EXTRACT PROVIDED:

--- START ---

3 reasons now is time to push patient capital into real estate
For people with patient or idle capital, the time to invest in real estate is now when inflation is eroding values across board and the Covid-19 pandemic has upgraded the work-fromhome (WFH) life.
There are lots of speculations on why real estate is not a profitable business. While this line of thought carries some weight, Purple Capital, a real estate investment firm, says there are good reasons real estate is actually a profitable venture and, therefore, worth investing in.
Real estate hedges inflation as it appreciates in value
Value appreciation in real estate refers to the increase in the value of property over time. In economics, appreciation of real estate comes as a result of inflation, an increase in job opportunities, and a major development in a city, town or country such as road infrastructure, industry or school.
Nigeria is currently experiencing a hyper-inflation. Its March inflation figure peaked at 18.17 percent as recorded by the National Bureau of Statistics (NBS) in its recent GDP report. This, therefore, is the time to move patient capital into real estate in expectation of increase in value.
With the world changing, especially with the pandemic that has led to an appreciation of homes and an urge to upgrade the work-from-home life, demand for real estate is high now, particularly at the mid-income residential market segment.

--- END ---

TASK A: Please rewrite the paragraph of the real estate article beginning "Value appreciation in real estate" as a short bulleted list that keeps its main facts.
TASK B: In the real estate article, what was Nigeria's March inflation figure, and which body recorded it?
The entries that come next have no connection to the real estate article.

GIVEN ENTRIES:
--- START ---

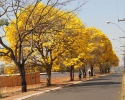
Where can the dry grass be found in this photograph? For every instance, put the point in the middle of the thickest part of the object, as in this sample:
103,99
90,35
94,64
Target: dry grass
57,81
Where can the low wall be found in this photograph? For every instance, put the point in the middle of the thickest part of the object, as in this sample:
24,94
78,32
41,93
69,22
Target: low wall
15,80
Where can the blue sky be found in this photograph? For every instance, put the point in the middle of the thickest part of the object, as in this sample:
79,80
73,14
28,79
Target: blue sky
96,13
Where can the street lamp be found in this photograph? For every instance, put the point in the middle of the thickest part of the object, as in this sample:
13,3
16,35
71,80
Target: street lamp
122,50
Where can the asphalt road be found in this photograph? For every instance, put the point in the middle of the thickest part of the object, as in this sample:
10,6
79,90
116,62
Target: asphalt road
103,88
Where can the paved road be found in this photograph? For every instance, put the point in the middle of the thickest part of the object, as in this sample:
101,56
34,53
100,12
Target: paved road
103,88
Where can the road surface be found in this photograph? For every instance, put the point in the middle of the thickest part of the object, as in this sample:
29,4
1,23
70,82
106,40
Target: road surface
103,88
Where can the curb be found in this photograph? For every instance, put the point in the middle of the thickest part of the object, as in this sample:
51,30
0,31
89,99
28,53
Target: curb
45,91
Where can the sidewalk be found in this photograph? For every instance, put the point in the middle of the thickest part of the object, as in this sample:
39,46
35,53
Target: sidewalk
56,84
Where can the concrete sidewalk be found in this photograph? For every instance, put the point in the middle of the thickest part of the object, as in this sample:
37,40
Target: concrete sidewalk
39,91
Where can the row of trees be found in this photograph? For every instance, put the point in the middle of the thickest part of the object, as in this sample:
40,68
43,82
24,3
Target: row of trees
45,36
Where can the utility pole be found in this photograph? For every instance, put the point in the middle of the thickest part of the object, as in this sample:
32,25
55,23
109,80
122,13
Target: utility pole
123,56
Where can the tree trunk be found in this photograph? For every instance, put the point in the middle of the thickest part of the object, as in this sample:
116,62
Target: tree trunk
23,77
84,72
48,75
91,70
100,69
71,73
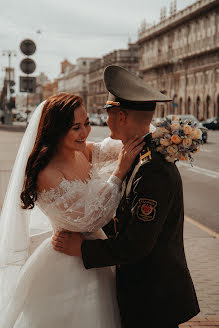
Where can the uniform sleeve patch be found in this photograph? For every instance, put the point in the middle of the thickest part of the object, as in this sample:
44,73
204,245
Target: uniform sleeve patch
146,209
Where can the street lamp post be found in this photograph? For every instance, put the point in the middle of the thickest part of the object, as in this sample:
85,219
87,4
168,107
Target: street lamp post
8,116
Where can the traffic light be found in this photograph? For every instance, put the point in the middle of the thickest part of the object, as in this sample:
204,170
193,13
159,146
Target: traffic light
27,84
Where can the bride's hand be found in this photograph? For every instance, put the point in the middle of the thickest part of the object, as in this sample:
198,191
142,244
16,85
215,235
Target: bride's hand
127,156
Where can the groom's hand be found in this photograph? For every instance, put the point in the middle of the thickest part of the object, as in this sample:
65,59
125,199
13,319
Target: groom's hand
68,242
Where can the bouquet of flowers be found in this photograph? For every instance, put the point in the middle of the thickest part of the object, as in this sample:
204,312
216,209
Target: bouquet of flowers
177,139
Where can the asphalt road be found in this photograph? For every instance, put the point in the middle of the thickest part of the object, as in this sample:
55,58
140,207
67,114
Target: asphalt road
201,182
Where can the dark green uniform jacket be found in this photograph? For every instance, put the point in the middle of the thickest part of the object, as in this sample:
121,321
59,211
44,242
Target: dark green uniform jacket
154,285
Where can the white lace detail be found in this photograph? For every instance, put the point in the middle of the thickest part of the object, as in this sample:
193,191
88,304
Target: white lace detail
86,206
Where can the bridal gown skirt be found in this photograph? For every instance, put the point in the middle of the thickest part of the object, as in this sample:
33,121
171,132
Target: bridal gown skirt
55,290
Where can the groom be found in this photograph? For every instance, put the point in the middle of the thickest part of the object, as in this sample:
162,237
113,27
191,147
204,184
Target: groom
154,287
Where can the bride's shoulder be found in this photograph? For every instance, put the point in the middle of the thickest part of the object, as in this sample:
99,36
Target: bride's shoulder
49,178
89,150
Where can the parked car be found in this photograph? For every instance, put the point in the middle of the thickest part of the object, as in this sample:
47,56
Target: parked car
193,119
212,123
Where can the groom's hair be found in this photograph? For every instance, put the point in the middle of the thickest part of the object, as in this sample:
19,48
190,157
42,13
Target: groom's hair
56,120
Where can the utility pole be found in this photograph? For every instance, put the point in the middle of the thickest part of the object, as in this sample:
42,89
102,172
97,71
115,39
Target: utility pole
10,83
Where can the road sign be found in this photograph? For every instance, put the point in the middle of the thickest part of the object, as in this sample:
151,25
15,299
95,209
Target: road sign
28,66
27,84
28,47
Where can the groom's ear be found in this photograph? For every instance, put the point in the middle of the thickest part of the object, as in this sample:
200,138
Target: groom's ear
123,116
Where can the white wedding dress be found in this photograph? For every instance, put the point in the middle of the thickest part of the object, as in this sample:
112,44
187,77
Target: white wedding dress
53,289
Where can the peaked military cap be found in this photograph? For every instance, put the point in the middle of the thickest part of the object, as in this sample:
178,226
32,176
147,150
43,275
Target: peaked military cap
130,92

--- END ---
--- START ---

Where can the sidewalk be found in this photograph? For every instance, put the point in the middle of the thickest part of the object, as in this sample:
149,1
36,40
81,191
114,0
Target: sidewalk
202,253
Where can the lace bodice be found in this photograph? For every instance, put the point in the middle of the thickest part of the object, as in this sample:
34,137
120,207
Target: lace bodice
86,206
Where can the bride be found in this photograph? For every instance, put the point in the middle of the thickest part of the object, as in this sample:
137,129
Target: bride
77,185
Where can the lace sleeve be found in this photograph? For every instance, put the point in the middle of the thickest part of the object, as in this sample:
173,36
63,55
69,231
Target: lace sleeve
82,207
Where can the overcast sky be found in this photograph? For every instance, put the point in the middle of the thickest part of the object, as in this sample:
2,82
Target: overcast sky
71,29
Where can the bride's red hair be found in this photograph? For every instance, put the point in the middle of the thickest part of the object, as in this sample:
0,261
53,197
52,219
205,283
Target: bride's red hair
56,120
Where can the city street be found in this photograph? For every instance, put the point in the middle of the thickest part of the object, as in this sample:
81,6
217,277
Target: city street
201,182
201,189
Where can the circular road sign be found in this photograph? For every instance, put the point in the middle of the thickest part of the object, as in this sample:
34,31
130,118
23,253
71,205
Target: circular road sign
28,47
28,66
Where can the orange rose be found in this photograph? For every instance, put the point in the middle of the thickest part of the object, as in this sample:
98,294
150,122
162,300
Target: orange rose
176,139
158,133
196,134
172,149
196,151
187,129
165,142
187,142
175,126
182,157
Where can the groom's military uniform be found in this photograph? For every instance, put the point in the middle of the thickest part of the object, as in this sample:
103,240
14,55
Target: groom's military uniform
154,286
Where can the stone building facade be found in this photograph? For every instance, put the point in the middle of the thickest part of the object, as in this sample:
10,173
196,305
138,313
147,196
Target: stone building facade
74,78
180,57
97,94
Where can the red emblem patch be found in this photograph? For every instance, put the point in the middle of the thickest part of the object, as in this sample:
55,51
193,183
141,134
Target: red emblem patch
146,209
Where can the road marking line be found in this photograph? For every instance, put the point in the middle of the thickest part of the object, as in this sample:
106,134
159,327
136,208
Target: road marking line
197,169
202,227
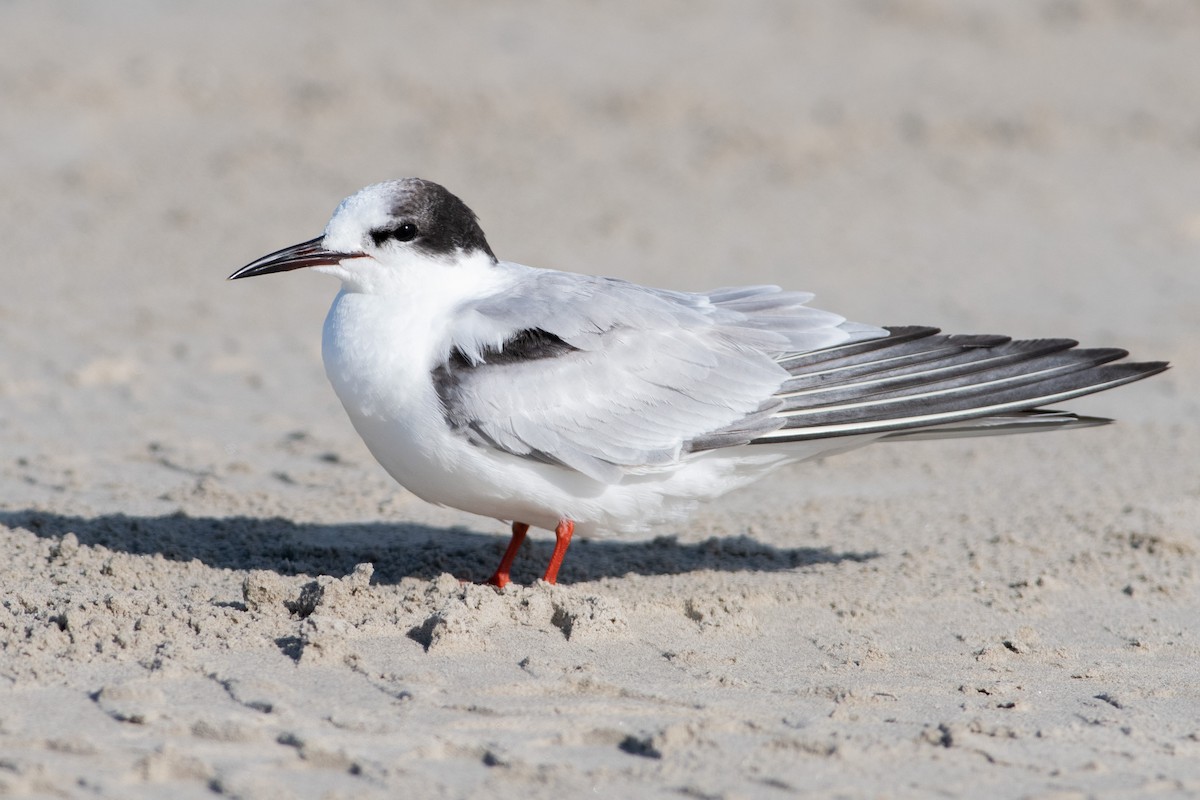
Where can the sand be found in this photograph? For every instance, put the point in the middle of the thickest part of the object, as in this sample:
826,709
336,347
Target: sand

--- END ---

ANSWER A:
- Value appreciation in real estate is the increase in a property's value over time.
- In economics, it results from:
  - inflation
  - an increase in job opportunities
  - a major development in a city, town or country, such as road infrastructure, industry or a school

ANSWER B: It peaked at 18.17 percent, as recorded by the National Bureau of Statistics (NBS).